_WHAT IS BEING ASKED_
Would you print out all of the data exactly and keep the pictures out of it?
-- -- --
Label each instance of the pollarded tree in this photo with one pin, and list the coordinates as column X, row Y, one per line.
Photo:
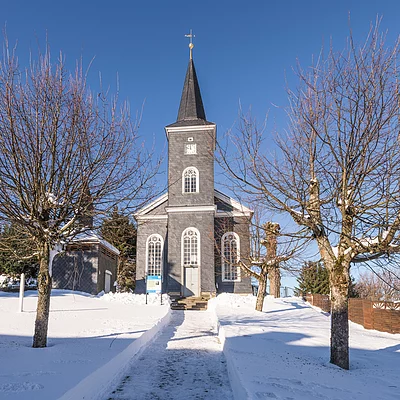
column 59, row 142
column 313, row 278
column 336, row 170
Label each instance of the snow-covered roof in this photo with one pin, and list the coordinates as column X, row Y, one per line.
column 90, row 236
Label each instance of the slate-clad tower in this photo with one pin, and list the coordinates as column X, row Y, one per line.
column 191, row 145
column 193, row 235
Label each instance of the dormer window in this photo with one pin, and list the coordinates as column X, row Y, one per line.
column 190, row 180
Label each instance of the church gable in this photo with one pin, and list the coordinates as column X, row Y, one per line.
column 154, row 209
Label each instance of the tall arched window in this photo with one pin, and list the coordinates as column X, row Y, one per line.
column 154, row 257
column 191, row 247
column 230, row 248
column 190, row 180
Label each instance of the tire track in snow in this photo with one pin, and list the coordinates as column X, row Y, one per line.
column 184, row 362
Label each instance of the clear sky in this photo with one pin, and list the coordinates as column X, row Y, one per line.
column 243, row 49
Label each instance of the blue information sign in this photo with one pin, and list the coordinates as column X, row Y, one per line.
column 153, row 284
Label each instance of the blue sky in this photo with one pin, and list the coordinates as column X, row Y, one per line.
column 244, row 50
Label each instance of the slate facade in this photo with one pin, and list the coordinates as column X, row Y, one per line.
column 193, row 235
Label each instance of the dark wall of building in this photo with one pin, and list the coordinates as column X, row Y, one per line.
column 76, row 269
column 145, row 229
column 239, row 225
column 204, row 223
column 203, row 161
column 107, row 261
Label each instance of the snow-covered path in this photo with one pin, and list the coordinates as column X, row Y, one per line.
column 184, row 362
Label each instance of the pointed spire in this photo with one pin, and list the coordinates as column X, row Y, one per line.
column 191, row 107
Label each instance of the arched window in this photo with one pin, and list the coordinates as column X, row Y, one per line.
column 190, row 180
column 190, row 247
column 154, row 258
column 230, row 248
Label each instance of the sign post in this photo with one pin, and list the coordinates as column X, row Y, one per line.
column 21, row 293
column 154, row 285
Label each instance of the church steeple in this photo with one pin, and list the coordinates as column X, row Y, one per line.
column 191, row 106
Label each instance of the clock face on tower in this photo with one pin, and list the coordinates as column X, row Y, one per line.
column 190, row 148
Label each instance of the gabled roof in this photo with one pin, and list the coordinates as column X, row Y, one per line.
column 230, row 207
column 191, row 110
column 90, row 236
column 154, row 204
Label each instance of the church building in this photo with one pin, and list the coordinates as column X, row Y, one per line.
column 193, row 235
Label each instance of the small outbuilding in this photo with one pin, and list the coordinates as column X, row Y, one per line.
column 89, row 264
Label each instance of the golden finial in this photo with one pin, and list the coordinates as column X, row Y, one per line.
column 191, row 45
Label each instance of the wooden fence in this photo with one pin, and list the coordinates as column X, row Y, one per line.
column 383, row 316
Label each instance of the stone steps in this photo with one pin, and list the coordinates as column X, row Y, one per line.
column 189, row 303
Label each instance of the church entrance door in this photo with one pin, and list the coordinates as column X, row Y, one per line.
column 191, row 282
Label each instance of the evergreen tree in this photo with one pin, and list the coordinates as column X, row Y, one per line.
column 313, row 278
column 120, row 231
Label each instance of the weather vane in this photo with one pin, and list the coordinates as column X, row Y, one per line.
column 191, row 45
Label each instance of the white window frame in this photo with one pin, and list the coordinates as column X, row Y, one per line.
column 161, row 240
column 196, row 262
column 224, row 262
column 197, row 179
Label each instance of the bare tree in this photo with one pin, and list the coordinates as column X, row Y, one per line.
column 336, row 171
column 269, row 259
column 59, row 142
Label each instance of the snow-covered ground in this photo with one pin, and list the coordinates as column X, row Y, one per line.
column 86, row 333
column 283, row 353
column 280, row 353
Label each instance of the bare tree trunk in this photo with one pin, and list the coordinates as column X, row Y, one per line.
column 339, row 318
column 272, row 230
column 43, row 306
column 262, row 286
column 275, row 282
-- -- --
_TASK RESPONSE_
Label each instance of the pollarded tree in this photo with one pin, and list the coordinates as column X, row Y, one per line.
Photo:
column 59, row 142
column 313, row 278
column 336, row 170
Label each instance of the snow-covered roof in this photo with one pin, and list the coordinates as column X, row Y, one per line.
column 90, row 236
Label each instance of the slate-clad tower in this photo with one pin, and list the coordinates as column X, row Y, one per line.
column 191, row 145
column 193, row 235
Label each instance of the dormer window in this photo with one pin, and list the coordinates as column X, row Y, one per line.
column 190, row 180
Label each instance of the church gable in this photo with one pin, and list the coordinates as column X, row Y, one per line.
column 154, row 209
Label each instance of the tall arched window in this photo with one pin, and list the coordinates as column X, row Y, one per line.
column 154, row 257
column 191, row 247
column 230, row 248
column 190, row 180
Label each instance of the tire track in snow in this photo with one pin, and list the coordinates as column X, row Y, one per line.
column 184, row 362
Label each instance of the clear sky in this photo with one pin, and list the coordinates as column X, row Y, one per line.
column 243, row 49
Label each instance of the blue information sign in this photo with one pin, and list the coordinates as column X, row Y, one per line.
column 153, row 284
Label each instance of the blue sky in this photo with one pin, and list the coordinates as column X, row Y, one per line.
column 244, row 50
Label each instance of the slate facade in this photo with one pin, and list the coordinates as column X, row Y, one per line.
column 193, row 235
Label each instance of the dark wall of building in this photo with one pin, and list the coordinates as column X, row Y, one per line.
column 76, row 269
column 145, row 229
column 239, row 225
column 204, row 223
column 203, row 161
column 107, row 261
Label each instance of the snow-covered path in this photo with one pin, and list the coordinates as column X, row Y, one per line.
column 184, row 362
Label each instance of the pointed spire in this photo with one pin, and list the coordinates as column X, row Y, one per line.
column 191, row 107
Label each instance of the arched window in this photo with one pin, and list the coordinates as column X, row Y, one per line.
column 190, row 180
column 190, row 247
column 154, row 258
column 230, row 248
Label each instance of the sign post in this photo with one pin, and list the coordinates as column X, row Y, one per line.
column 21, row 293
column 154, row 285
Label each instance of the church steeple in this photo with one pin, and list the coordinates as column X, row Y, one per line.
column 191, row 106
Label each instance of the clock face on tower in this photo with one pin, and list the coordinates as column X, row Y, one per line.
column 190, row 148
Label each instance of the gabled roof in this photo with one pin, and list the coordinates as column X, row Y, one per line.
column 230, row 207
column 191, row 110
column 90, row 236
column 154, row 204
Label each instance of the church building in this photo with one pin, and list the coordinates as column X, row Y, one per line.
column 193, row 235
Label each instance of the small outbuilding in this photo with one pin, and list the coordinates as column X, row Y, one per line.
column 89, row 264
Label each instance of the golden finial in this photo with one pin, and list the coordinates as column X, row Y, one per line.
column 191, row 45
Label each instance of the wooden fence in this photo with one pin, and list the coordinates as column X, row Y, one per line.
column 383, row 316
Label each instance of the stone steps in this photo with one pin, and list the coordinates as column X, row Y, one per line.
column 189, row 303
Label each instance of the church entrance door in this photo with one pin, and list the coordinates as column X, row Y, one per line.
column 191, row 282
Label each instance of the evergreen tree in this photo with one pin, and list the coordinates as column X, row Y, one per line.
column 313, row 278
column 120, row 231
Label each instance of the weather vane in this photo with one pin, and list the coordinates as column X, row Y, one per line.
column 191, row 45
Label each instance of the white window frame in this photo with one pin, and list the coordinates as column X, row Y, one per line.
column 161, row 240
column 196, row 262
column 224, row 262
column 197, row 179
Label each instance of the bare tree in this photo with one pin, and list the coordinates as column X, row Y, one per line.
column 336, row 171
column 269, row 259
column 59, row 142
Label each instance of the snow-covered ground in this photo with one pin, and list the coordinates as column X, row Y, one per line.
column 86, row 333
column 283, row 353
column 280, row 353
Label each instance of the bare tree trunk in this photo with one pin, and list the coordinates as column X, row Y, one per line.
column 339, row 318
column 272, row 230
column 43, row 306
column 262, row 286
column 275, row 282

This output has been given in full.